Digitization Workflows

The following documentation was developed for iDigBio’s BioDigiCon 2022 workshop on Digitization Workflows Using Symbiota Portals. Here we provide a basic visual overview of several sample digitization workflows, related protocols produced by the TCN, and documentation pages related to the tools used by these TCNs.

For detailed instructions of how to use the many digitization tools available in Symbiota portals, visit the Symbiota Docs.

Sample Workflows

1. SERNEC TCN

The SERNEC Thematic Collections Network (TCN) was a large collaboration of 99 collections in the Southeast U.S., led by Zack Murrell at Appalachian State University. These collections digitized herbarium specimens using the SERNEC portal. SERNEC is now a consortium of over 200 herbaria (more information).

Workflow for digitizing herbarium specimens for the SERNEC TCN in the SERNEC portal.
  1. Concurrently image specimens and enter skeletal data into portal
    1. In this step, skeletal data (i.e., only a few fields, such as scientific name, county, and state) are added to the data portal as the specimen is being imaged.
    2. TCN Protocol: SERNEC specimen imaging protocols
    3. Tutorial: Skeletal data entry tutorial & video
    4. Video: Getting images into a Symbiota portal
  2. Upload and link images via CyVerse (external data store).

Tasks to perform:
1. According to the digitization workflows page, who led the SERNEC Thematic Collections Network?
2. Pick up the page on digitization workflows where it stops, carrying on the SERNEC workflow in the same format.

Recorded information:

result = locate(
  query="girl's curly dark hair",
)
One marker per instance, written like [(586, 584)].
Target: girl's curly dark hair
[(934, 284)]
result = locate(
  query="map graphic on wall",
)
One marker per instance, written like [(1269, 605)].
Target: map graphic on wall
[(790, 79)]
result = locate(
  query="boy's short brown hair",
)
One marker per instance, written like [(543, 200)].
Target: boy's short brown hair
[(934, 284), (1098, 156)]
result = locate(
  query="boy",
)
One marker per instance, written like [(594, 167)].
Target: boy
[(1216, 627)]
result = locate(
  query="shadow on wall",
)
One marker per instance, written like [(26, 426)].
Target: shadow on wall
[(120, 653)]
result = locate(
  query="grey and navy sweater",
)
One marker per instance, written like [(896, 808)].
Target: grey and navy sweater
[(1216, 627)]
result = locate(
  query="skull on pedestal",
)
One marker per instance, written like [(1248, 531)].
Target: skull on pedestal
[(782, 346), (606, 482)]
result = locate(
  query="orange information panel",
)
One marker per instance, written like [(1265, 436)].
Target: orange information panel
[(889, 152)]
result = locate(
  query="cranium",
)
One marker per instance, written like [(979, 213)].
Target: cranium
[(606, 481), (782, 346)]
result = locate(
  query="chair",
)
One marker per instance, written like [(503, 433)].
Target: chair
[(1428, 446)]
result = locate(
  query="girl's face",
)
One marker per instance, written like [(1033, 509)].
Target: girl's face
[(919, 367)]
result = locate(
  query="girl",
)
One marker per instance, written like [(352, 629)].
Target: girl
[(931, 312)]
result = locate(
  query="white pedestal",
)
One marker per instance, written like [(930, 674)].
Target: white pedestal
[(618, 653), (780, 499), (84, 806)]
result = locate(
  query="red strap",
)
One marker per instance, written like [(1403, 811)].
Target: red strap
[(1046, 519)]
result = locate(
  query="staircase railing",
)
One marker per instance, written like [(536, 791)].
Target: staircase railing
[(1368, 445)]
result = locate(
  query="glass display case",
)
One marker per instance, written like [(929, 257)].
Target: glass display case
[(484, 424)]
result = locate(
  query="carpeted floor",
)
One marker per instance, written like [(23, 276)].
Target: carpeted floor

* * *

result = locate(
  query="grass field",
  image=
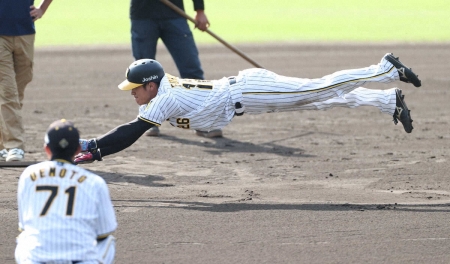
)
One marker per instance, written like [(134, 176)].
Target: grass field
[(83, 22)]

---

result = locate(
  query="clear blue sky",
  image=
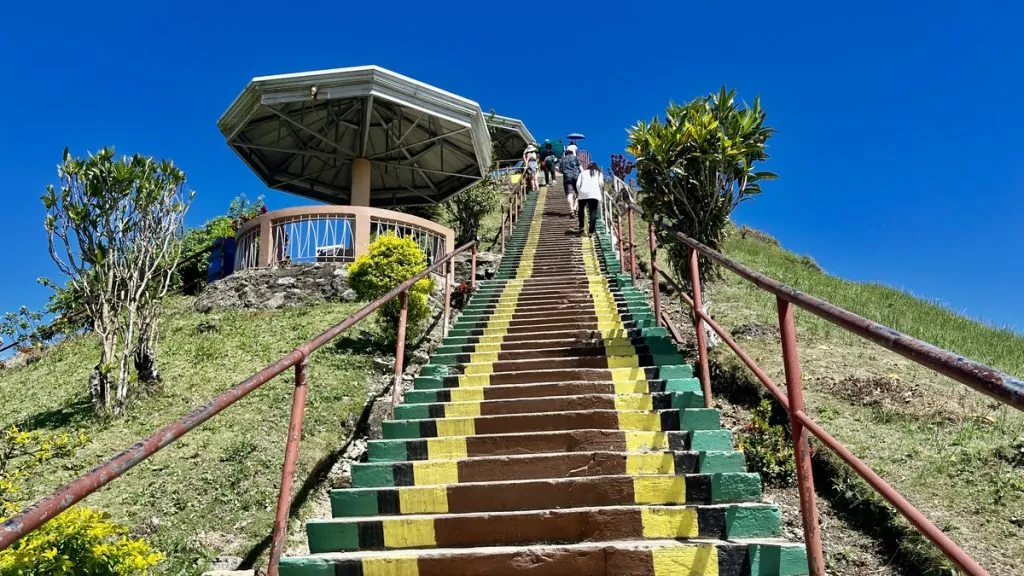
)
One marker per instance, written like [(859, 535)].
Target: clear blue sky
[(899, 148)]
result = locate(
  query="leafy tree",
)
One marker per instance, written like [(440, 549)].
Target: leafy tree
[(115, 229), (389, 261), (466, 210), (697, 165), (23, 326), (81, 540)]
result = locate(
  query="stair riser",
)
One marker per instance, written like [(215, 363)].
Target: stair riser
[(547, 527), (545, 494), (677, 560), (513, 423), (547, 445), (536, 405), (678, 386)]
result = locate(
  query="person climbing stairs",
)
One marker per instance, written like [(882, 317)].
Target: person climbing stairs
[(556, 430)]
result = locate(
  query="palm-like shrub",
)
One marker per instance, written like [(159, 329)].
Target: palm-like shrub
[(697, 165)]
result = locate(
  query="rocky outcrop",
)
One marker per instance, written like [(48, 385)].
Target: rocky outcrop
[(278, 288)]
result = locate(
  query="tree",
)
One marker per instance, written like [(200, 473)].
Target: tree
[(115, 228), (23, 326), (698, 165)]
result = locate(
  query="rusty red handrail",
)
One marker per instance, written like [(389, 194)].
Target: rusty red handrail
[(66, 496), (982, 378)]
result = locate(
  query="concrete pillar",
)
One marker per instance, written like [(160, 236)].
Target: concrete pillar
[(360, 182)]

Responses to the exercise:
1. Zack Murrell at Appalachian State University.

2.
    1. SERNEC collections contracted with CyVerse to host their web-ready jpg images. CyVerse ingested the jpgs and created URLs to those images. Symbiota then developed a tool that harvested the CyVerse URLs and automatically link them to records in the SERNEC portal.
    2. TCN Protocol: SERNEC image uploading protocols
    3. Tutorial: Batch uploading images in Symbiota portals
  3. Transcribe labels in SERNEC portal or Notes from Nature (external crowdsourcing platform).
    1. Data entry (transcription) was conducted by technicians or staff in home databases or in the SERNEC portal, or by volunteers using the Notes from Nature crowdsourcing platform.
    2. Tutorial: Transcribing labels in a Symbiota portal
    3. TCN Protocol: Uploading data into Notes from Nature
    4. Tutorial: Exporting data from a Symbiota portal
    5. Tutorial: Importing data into a Symbiota portal
  4. Georeference in SERNEC.
    1. Georeferencing was largely accomplished using in-portal georeferencing tools including GEOLocate, batch georeferencing, and the Google Maps plugin.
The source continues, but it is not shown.